_What the task requires:_
Pull every line of text out of the data below and reproduce it word for word, leaving the pictures out.

Entries from a dataset:
******************************
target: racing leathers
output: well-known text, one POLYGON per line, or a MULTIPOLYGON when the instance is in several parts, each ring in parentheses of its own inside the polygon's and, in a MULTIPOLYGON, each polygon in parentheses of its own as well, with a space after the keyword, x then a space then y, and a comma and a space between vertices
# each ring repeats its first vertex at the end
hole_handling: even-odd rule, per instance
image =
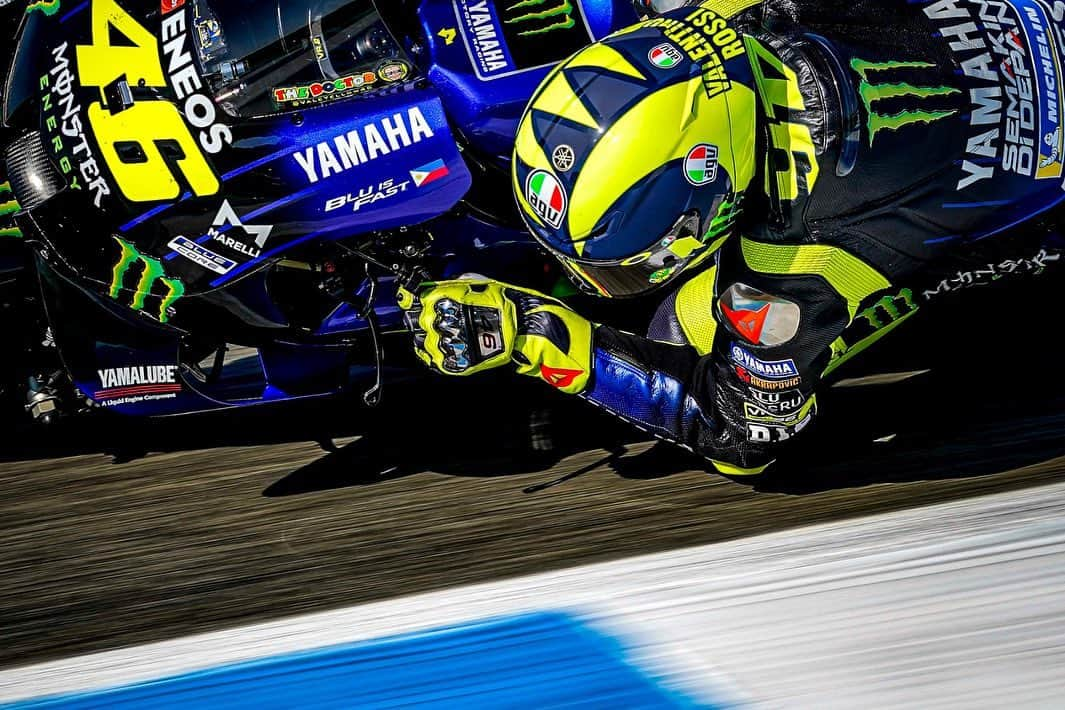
******************************
_Answer in full:_
target: racing leathers
output: well-known text, one POLYGON per line, or a MULTIPOLYGON when the instance is in several parts, each ring in parentheses of its own inside the polygon's and, in a MULTIPOLYGON, each polygon in parentheses of its own as well, with a space after the keyword, x then a space then y, and a comma and a space between vertices
# each ring repeats its first vertex at the end
hole_handling: even-odd rule, per instance
image =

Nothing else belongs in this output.